JOB A
For the text on kinds of legal damages below, say whether each statement agrees with it: (i) Nominal damages can be awarded even when no actual damage is proven. (ii) Under special damages, the loss cannot be calculated financially. (iii) Economic damage includes loss of profits. Answer each with yes or no, quoting the words of the text that decide it.
JOB B
Resume the text on kinds of legal damages below, continuing on from its last sentence.

#### EXTRACT TO READ

The harm caused to a person is physical injury, disabilities, loss of enjoyment, loss of comfort, inconvenience or disappointment, injured feelings, vexation, mental distress, loss of reputation, etc. The damage caused to the property, viz. damage or destruction of property; and Economic damage is the injury to the financial condition of the party which would include loss of profits, expenses incurred, costs, damages paid to third parties, etc.

There are two situations where damages are caused i.e. consequential and incidental. When used in the exemption clause in a contract, first refers to those which occur unknowingly but cause severe damages physically, such as loss of profit sustained due to fire blown in a factory, and second refers to the loss suffered by the plaintiff after he became aware of the breach and made out to avoid the loss, i.e. the cost of buying or hitting a replacement or returning defective goods.

  1. Compensatory damages – Here monetary compensation is awarded by the court in a civil action to the person who caused a loss due to the wrongful conduct of the other party.  
  2. General damages – Here are those damages which occur naturally in the course of the event, out of the control of the parties. While pleading, it is presumed to be a natural and probable consequence with the result of bringing a lawsuit. When it comes to proving the loss, usually but not exclusively non-pecuniary in monetary terms are not capable to enumerate the loss.
  3. Special damages – Such damages do not occur due to breach of the defendant but can only be recovered if they were in the reasonable consideration of the parties at the time they made the contract. Here it refers to the losses that must be specifically pleaded and proven. In this type of damages, the loss can be calculated financially. 
  4. Nominal damages – If the defendant is found liable for breach of contract, the plaintiff is entitled to nominal damages, even if no actual damage is proven. Nominal damages are awarded if there is an infringement of a legal right and if it does not give rise to any real damages, it gives the right to a verdict because of the infringement. The view that the nominal damage does not indicate that the trifling amount is erroneous, nominal damage means only a small amount of money.

########
#### GIVEN INFORMATION

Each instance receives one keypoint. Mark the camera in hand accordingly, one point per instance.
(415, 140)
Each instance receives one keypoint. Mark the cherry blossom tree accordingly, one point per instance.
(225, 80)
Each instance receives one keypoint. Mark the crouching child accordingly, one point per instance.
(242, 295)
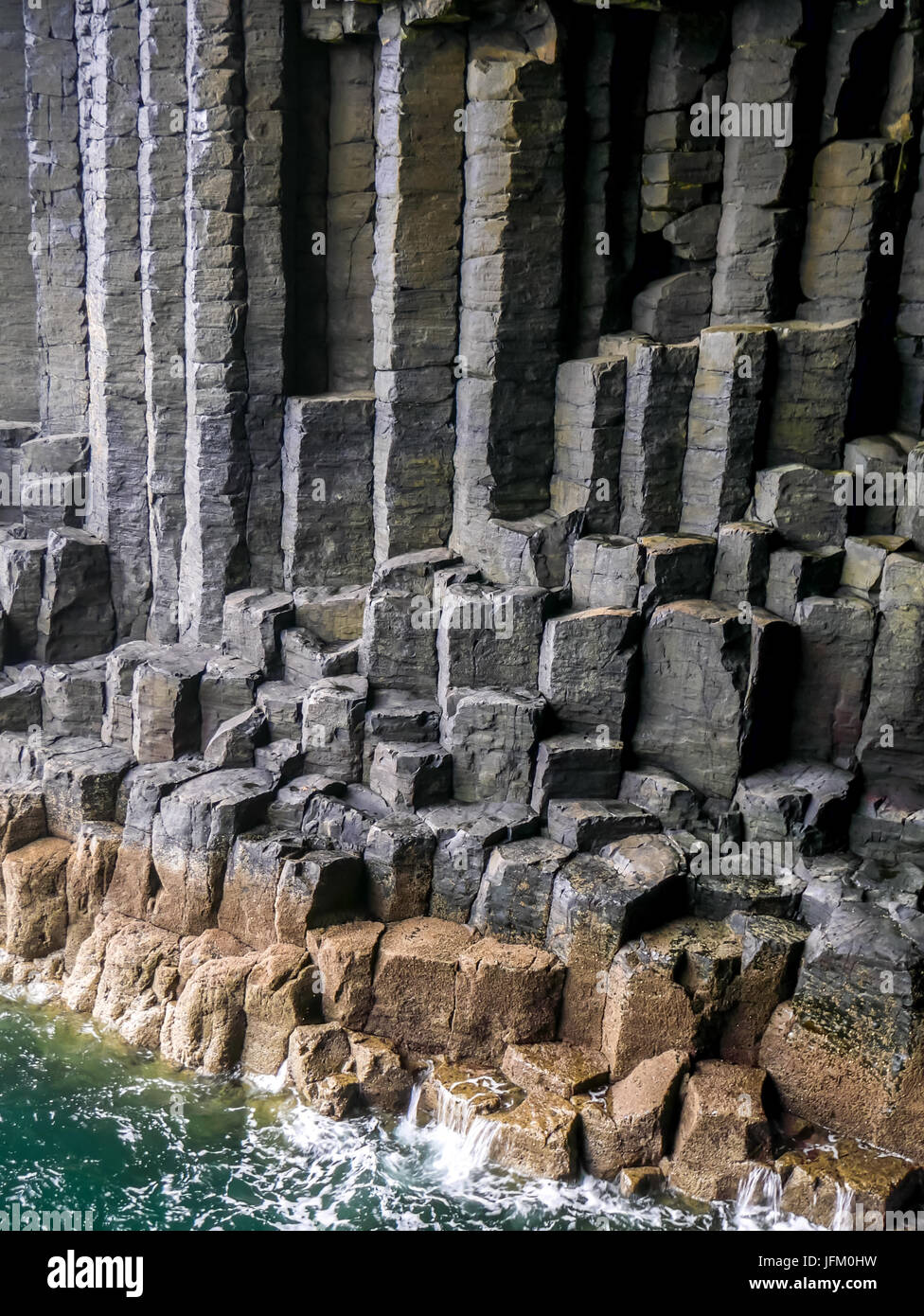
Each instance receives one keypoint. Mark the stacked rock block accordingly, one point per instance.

########
#### GIVEN INFORMATION

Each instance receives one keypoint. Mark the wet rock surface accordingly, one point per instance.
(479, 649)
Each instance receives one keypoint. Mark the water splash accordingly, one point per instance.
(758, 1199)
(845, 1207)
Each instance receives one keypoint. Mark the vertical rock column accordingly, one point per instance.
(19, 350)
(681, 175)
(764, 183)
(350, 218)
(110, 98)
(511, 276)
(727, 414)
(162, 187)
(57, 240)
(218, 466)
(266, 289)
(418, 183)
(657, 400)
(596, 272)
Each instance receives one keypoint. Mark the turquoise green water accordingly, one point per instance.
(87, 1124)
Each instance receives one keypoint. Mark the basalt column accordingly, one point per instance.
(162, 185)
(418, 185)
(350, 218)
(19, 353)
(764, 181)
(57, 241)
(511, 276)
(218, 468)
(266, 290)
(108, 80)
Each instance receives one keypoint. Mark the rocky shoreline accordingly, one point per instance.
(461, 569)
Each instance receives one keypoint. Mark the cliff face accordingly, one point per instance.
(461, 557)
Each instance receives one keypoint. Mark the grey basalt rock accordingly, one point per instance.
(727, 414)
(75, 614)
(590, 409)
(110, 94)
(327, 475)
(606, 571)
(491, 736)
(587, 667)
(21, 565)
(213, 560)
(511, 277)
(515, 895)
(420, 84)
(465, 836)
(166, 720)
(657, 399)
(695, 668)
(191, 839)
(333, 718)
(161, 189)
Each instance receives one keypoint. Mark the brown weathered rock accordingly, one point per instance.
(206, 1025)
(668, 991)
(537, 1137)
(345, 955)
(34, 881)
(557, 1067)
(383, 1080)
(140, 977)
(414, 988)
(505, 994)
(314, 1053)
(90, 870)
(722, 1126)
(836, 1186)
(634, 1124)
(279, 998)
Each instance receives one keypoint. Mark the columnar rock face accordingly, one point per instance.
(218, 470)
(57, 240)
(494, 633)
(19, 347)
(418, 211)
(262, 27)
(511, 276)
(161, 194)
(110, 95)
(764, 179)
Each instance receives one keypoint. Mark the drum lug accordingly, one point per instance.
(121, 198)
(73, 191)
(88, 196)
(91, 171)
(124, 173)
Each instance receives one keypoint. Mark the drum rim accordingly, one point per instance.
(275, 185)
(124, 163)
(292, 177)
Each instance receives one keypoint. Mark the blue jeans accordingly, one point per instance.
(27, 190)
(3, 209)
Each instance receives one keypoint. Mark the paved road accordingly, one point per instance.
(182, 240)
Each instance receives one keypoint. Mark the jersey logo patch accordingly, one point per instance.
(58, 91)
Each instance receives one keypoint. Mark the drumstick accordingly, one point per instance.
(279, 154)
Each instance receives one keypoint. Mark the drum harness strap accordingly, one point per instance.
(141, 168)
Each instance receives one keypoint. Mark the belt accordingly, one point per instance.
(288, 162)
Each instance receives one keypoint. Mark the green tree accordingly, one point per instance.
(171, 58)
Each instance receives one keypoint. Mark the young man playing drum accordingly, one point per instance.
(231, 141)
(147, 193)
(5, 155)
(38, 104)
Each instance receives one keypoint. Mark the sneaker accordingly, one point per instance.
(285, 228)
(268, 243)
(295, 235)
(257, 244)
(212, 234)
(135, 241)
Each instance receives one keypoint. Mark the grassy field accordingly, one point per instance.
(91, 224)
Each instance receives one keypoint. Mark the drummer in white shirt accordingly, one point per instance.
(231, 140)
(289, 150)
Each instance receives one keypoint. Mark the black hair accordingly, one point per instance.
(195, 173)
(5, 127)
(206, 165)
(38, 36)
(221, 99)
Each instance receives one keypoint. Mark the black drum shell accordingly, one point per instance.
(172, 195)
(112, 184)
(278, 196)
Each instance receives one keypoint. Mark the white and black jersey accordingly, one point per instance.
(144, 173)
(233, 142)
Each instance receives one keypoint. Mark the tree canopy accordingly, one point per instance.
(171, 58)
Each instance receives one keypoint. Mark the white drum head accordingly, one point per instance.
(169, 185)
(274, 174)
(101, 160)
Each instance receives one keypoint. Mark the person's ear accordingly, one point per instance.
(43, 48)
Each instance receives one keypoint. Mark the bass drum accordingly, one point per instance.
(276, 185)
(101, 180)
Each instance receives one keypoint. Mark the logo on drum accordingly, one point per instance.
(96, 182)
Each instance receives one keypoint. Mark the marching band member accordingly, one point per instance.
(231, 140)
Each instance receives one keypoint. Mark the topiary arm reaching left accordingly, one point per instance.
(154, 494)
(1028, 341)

########
#### GIVEN INFORMATION

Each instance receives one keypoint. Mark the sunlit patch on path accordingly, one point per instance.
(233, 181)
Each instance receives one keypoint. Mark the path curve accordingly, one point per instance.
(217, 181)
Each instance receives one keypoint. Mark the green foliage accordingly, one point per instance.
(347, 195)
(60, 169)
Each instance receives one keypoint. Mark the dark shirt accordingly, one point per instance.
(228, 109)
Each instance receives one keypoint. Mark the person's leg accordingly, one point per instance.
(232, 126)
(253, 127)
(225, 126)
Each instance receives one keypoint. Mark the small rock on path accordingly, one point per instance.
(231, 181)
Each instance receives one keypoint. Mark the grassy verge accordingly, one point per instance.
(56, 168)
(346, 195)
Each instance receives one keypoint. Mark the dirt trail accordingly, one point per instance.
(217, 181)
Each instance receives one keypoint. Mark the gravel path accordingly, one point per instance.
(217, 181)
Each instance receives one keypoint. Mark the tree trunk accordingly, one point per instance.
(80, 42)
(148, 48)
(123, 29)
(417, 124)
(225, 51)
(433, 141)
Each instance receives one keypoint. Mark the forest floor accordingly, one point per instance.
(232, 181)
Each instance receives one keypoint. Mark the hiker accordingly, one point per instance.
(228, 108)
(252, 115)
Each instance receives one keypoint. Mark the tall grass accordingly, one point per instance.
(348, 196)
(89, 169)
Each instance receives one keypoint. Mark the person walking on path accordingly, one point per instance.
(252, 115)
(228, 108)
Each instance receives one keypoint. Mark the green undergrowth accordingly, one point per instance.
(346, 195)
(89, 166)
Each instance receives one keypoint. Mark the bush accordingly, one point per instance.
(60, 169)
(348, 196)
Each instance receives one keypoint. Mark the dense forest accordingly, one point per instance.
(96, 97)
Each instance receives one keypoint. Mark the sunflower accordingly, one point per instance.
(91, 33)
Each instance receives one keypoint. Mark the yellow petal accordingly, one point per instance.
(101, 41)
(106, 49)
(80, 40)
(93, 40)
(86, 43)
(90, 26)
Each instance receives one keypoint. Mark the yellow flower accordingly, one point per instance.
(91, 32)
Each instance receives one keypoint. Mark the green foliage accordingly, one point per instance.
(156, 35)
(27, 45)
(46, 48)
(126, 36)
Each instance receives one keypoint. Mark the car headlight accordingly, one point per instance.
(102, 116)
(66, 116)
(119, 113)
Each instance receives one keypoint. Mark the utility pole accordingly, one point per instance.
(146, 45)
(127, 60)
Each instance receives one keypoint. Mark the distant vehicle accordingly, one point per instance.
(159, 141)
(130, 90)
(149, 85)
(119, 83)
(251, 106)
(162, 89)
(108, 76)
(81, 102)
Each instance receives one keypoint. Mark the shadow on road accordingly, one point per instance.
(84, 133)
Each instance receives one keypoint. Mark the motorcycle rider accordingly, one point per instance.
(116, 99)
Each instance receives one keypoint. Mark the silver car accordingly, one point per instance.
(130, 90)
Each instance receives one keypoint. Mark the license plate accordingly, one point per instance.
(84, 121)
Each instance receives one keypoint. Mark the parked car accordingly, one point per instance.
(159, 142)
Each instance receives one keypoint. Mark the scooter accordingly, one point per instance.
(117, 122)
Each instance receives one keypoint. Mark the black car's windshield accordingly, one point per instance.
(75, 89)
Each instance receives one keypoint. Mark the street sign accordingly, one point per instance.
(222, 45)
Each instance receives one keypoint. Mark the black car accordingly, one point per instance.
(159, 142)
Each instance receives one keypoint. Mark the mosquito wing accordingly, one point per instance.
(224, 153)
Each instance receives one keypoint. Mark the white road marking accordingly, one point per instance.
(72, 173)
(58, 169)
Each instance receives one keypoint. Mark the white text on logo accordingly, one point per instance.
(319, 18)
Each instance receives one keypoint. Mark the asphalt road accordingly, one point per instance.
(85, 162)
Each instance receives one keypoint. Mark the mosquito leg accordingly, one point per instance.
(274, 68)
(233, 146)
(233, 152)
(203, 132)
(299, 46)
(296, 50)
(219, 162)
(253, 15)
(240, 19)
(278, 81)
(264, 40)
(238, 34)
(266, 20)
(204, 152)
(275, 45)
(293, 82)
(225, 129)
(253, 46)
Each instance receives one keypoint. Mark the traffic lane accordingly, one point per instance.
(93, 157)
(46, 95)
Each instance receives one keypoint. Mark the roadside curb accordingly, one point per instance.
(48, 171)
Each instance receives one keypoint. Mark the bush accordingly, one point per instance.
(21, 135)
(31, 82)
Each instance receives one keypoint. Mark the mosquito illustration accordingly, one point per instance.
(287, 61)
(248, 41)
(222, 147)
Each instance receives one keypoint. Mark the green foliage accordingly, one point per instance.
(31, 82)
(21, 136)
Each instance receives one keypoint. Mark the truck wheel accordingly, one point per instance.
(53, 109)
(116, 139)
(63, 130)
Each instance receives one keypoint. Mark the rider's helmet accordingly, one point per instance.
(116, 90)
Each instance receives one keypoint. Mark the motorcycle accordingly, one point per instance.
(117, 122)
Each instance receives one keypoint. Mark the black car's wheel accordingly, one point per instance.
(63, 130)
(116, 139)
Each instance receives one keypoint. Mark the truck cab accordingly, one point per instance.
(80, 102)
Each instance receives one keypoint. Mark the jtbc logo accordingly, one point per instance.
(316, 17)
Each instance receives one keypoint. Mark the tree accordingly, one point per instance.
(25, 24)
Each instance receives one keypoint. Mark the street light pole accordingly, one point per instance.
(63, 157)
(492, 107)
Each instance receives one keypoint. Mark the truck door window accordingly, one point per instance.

########

FINAL RESULT A
(i) Yes: "the plaintiff is entitled to nominal damages, even if no actual damage is proven."
(ii) No: "In this type of damages, the loss can be calculated financially."
(iii) Yes: "Economic damage is the injury to the financial condition of the party which would include loss of profits"

FINAL RESULT B
  5. Punitive damages – In Black’s Law Dictionary, ‘punitive/exemplary damages’ is defined as ‘Damages awarded in addition to actual damages when the defendant acted with recklessness, malice, or deceit; specific., damages evaluated by way of punishing the wrongdoer or by creating an example to others. 

Here, the injury suffered must be recognized by law as justifying to redress and the party must have actually sustained the damage. These are granted for a particular type of wrongful act. These are not awarded to reward the loss but to punish the defendant for the action done by him.

In other specific situations, two other forms of damages may be awarded: Treble and liquidated.

  1. Treble damages – In some situations, the treble damages are awarded by the statutory provisions in which the judge has the authority to multiply the number of monetary damages by three and to order that the plaintiff receives the tripled amount.
  2. Liquidated damages – These types of damages are awarded when there is no clear idea of the damage or loss caused to the aggrieved party and it is difficult to prove the actual harm or loss caused by the breach. The compensation agreed upon is to be mentioned in the contract. It represents a reasonably estimated amount caused by the injury. In determining whether a particular contract provision constitutes liquidated damages or an unenforceable penalty the court will look to the intention of the parties, even if the terms are specifically mentioned and defined in the contract.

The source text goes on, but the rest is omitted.